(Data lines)
## start
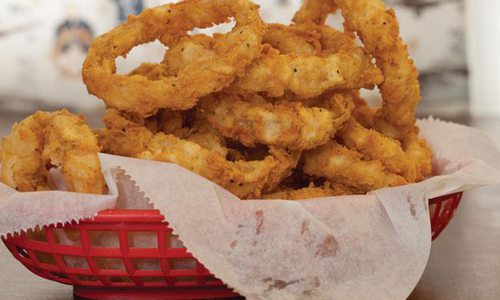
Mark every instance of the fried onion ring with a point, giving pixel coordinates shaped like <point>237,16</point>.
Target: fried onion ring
<point>307,76</point>
<point>246,179</point>
<point>315,11</point>
<point>46,140</point>
<point>375,146</point>
<point>286,125</point>
<point>232,53</point>
<point>378,29</point>
<point>339,164</point>
<point>310,192</point>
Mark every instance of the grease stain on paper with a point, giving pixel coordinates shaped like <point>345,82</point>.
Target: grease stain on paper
<point>328,247</point>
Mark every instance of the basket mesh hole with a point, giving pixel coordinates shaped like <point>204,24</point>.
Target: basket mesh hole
<point>153,279</point>
<point>45,258</point>
<point>182,264</point>
<point>68,237</point>
<point>175,242</point>
<point>76,262</point>
<point>147,264</point>
<point>22,252</point>
<point>119,279</point>
<point>143,239</point>
<point>87,278</point>
<point>185,279</point>
<point>37,235</point>
<point>110,263</point>
<point>59,275</point>
<point>104,239</point>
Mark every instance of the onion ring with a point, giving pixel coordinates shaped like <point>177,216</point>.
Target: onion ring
<point>246,179</point>
<point>233,52</point>
<point>286,125</point>
<point>311,192</point>
<point>46,140</point>
<point>339,164</point>
<point>375,146</point>
<point>307,76</point>
<point>315,11</point>
<point>378,29</point>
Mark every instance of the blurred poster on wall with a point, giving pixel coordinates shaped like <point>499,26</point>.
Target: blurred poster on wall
<point>43,44</point>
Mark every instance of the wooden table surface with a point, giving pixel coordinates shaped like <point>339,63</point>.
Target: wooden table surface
<point>464,262</point>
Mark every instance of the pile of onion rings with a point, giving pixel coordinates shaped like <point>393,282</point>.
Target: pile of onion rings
<point>266,111</point>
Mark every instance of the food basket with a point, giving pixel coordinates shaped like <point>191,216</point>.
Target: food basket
<point>173,273</point>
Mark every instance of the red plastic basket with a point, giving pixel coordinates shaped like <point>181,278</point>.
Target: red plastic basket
<point>115,272</point>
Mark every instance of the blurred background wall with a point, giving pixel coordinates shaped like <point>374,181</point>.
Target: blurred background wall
<point>43,44</point>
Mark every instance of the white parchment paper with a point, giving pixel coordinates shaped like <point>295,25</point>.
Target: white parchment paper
<point>353,247</point>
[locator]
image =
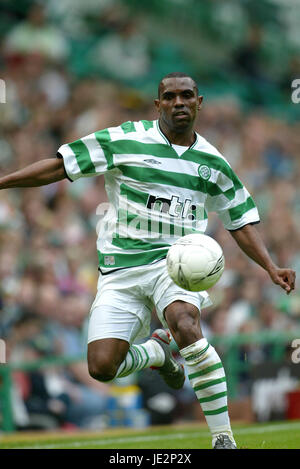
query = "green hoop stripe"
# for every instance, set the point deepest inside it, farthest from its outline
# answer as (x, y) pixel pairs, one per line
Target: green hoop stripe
(197, 355)
(209, 383)
(133, 360)
(217, 411)
(147, 356)
(132, 260)
(103, 138)
(139, 356)
(147, 124)
(83, 157)
(128, 127)
(238, 211)
(212, 398)
(207, 370)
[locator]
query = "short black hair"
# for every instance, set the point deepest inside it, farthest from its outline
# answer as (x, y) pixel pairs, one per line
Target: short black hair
(177, 75)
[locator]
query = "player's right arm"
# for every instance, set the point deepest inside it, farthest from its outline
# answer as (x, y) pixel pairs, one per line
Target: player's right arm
(37, 174)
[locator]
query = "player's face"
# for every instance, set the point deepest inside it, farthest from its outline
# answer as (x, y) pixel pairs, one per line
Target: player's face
(178, 103)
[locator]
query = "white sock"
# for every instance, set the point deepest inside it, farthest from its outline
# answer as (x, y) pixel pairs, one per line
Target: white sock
(141, 356)
(207, 377)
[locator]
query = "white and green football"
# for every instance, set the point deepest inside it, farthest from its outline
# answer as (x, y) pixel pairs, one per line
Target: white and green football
(195, 262)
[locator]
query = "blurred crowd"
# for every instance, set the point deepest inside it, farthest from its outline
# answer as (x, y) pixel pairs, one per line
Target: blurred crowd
(48, 258)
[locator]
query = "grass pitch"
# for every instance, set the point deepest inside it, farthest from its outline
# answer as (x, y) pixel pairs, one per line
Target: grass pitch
(281, 435)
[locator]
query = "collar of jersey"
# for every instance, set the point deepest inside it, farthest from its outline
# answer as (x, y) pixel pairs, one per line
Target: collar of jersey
(166, 140)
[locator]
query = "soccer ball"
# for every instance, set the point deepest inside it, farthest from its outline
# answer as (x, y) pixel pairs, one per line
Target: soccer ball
(195, 262)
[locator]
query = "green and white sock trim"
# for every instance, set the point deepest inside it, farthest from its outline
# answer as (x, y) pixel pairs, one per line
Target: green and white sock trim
(207, 377)
(141, 356)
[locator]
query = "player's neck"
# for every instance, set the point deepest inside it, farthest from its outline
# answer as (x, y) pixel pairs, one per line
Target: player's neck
(186, 138)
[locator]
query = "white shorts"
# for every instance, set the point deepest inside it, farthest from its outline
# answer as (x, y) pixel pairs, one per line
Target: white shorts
(125, 299)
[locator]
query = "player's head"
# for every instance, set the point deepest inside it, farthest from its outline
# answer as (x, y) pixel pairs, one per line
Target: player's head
(178, 102)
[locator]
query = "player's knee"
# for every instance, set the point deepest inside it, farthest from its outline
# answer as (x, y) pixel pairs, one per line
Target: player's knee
(102, 370)
(183, 320)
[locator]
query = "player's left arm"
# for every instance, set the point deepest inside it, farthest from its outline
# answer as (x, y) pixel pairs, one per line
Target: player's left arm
(251, 243)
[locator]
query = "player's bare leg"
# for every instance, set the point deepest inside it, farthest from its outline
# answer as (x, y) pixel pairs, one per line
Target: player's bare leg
(205, 370)
(105, 357)
(116, 358)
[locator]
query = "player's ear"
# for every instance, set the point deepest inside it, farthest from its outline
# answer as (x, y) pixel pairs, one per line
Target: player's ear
(200, 99)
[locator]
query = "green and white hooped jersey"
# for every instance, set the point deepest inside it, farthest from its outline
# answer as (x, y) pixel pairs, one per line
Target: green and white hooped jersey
(155, 196)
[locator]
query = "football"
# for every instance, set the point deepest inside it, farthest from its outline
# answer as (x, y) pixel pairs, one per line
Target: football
(195, 262)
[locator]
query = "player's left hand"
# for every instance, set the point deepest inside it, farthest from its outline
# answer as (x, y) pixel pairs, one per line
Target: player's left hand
(285, 278)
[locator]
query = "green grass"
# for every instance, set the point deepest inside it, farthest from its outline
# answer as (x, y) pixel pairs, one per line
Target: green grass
(279, 435)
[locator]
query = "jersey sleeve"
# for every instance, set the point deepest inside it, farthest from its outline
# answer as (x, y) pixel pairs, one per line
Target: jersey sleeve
(88, 156)
(232, 202)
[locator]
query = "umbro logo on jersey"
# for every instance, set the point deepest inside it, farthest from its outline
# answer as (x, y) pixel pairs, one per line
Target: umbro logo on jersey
(152, 161)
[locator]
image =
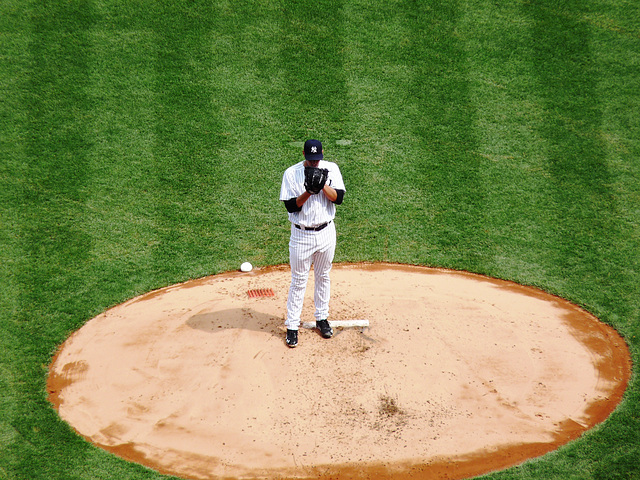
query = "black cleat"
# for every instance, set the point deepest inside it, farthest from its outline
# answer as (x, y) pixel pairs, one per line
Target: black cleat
(325, 328)
(292, 338)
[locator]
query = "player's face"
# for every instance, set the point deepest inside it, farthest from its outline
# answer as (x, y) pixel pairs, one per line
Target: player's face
(311, 163)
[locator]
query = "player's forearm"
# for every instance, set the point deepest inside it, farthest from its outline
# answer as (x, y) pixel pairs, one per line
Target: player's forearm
(330, 193)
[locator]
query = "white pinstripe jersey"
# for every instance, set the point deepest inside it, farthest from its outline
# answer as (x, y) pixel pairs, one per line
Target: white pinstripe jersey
(318, 209)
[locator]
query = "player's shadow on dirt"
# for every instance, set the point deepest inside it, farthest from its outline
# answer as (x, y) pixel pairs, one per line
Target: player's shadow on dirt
(237, 318)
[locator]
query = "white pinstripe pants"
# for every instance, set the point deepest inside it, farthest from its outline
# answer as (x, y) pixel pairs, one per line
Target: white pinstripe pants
(307, 248)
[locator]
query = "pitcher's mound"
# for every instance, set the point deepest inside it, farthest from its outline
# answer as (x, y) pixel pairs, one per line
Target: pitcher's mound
(457, 375)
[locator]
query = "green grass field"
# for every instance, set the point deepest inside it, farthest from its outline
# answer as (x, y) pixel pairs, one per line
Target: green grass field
(143, 143)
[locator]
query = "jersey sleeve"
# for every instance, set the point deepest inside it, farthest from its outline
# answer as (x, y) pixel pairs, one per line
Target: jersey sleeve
(287, 189)
(335, 178)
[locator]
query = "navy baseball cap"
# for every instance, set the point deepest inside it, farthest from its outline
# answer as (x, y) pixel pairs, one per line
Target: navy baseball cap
(313, 150)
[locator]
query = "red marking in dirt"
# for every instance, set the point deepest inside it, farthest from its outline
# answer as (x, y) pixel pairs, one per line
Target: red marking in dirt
(261, 292)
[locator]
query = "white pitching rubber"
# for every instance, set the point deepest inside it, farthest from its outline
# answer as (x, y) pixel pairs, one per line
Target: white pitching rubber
(340, 323)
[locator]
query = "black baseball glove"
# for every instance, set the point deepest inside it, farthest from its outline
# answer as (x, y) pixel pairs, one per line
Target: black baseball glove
(314, 179)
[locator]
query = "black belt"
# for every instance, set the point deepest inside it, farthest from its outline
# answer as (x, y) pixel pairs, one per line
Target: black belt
(313, 229)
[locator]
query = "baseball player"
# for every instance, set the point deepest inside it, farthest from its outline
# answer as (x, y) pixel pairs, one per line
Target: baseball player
(310, 190)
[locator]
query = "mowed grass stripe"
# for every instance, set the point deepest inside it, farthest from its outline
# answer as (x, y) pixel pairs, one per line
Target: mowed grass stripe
(54, 246)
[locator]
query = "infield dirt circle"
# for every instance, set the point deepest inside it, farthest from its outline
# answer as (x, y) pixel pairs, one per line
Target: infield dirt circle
(457, 375)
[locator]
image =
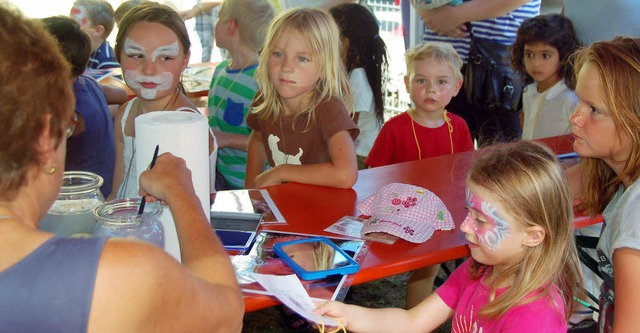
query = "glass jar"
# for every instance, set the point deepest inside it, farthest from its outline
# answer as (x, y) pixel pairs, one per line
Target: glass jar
(119, 218)
(72, 212)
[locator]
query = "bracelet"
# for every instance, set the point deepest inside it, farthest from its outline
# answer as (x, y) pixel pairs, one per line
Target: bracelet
(200, 10)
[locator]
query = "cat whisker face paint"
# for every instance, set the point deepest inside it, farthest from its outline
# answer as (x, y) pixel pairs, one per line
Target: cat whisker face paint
(136, 79)
(485, 221)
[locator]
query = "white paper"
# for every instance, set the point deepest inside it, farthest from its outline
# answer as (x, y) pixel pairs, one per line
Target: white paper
(289, 290)
(183, 134)
(186, 135)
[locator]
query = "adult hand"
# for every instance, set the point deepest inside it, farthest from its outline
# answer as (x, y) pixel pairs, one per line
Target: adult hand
(459, 32)
(269, 177)
(168, 178)
(189, 13)
(443, 20)
(334, 310)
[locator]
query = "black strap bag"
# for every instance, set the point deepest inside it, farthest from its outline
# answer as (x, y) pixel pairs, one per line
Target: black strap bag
(489, 81)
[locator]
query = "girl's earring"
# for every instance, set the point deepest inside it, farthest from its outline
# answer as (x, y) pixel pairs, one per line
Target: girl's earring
(50, 170)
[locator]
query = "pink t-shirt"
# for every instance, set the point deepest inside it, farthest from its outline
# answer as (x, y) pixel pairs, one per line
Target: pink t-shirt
(466, 297)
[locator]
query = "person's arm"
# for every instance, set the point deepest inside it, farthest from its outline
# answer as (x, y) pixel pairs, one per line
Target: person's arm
(444, 19)
(232, 140)
(118, 171)
(140, 288)
(626, 269)
(341, 172)
(425, 317)
(199, 9)
(256, 158)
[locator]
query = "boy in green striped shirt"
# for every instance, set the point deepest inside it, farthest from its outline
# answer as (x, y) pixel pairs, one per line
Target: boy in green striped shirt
(241, 30)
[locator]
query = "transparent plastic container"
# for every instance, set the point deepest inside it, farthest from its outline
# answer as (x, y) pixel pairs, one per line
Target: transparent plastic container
(72, 212)
(119, 218)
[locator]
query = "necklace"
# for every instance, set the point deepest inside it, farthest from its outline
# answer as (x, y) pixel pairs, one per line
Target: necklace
(541, 99)
(415, 137)
(284, 143)
(216, 84)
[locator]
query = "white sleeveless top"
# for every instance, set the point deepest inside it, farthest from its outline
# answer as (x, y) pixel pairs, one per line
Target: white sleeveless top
(130, 186)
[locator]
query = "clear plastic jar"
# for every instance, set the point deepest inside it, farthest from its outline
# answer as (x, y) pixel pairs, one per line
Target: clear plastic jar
(119, 218)
(72, 212)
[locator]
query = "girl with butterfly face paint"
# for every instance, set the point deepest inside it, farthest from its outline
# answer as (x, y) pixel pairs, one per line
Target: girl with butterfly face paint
(523, 269)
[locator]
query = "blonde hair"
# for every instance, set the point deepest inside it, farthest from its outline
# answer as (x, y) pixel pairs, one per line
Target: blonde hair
(442, 52)
(252, 17)
(617, 63)
(319, 29)
(527, 179)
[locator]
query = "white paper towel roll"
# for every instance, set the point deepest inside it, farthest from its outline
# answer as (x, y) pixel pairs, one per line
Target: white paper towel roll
(185, 135)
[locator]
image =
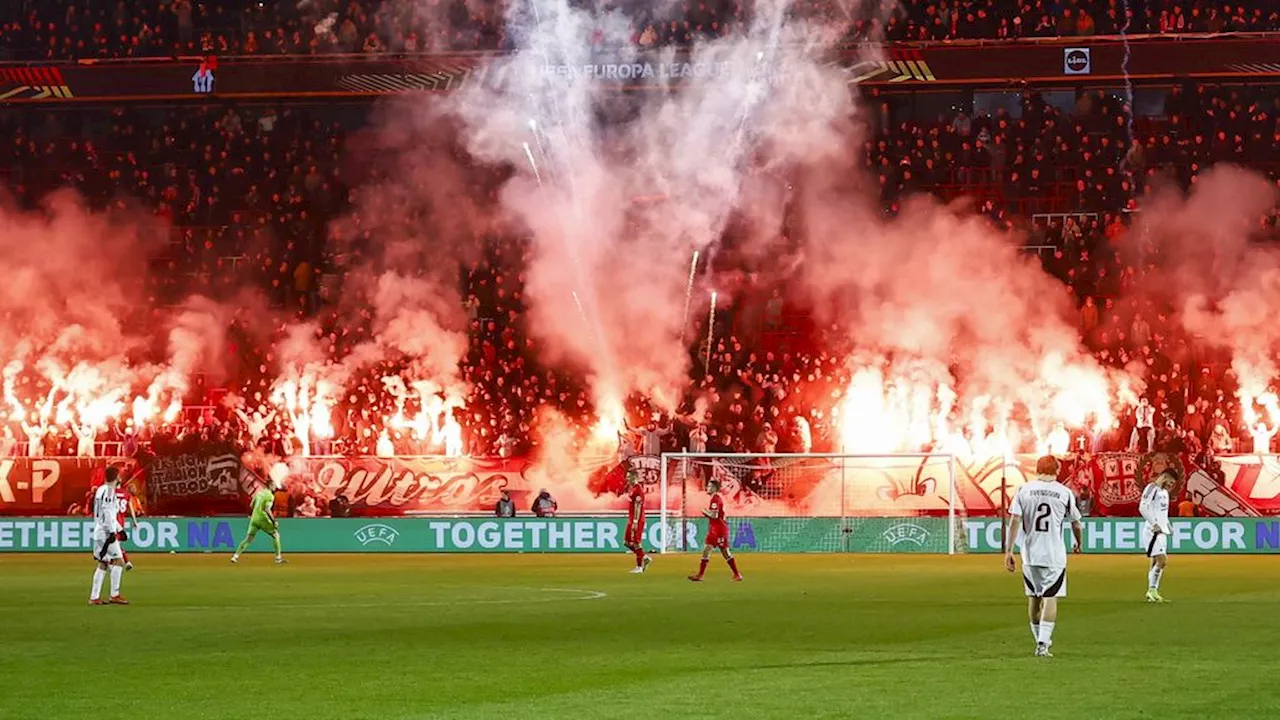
## end
WHAT YOU HAVE TO DO: Copy the items word for word, from the start of the items through the line containing "<point>328,247</point>". Omit the pictures from your copy.

WRITTEN RESPONSE:
Mark every instance of the fried onion ring with a point, giving pixel coordinates shaped like <point>237,16</point>.
Target: fried onion ring
<point>307,76</point>
<point>246,179</point>
<point>315,11</point>
<point>46,140</point>
<point>375,146</point>
<point>286,125</point>
<point>232,53</point>
<point>378,29</point>
<point>339,164</point>
<point>310,192</point>
Mark every instance of the grease stain on paper with a point, giving pixel coordinates shaped like <point>345,82</point>.
Target: grease stain on paper
<point>328,247</point>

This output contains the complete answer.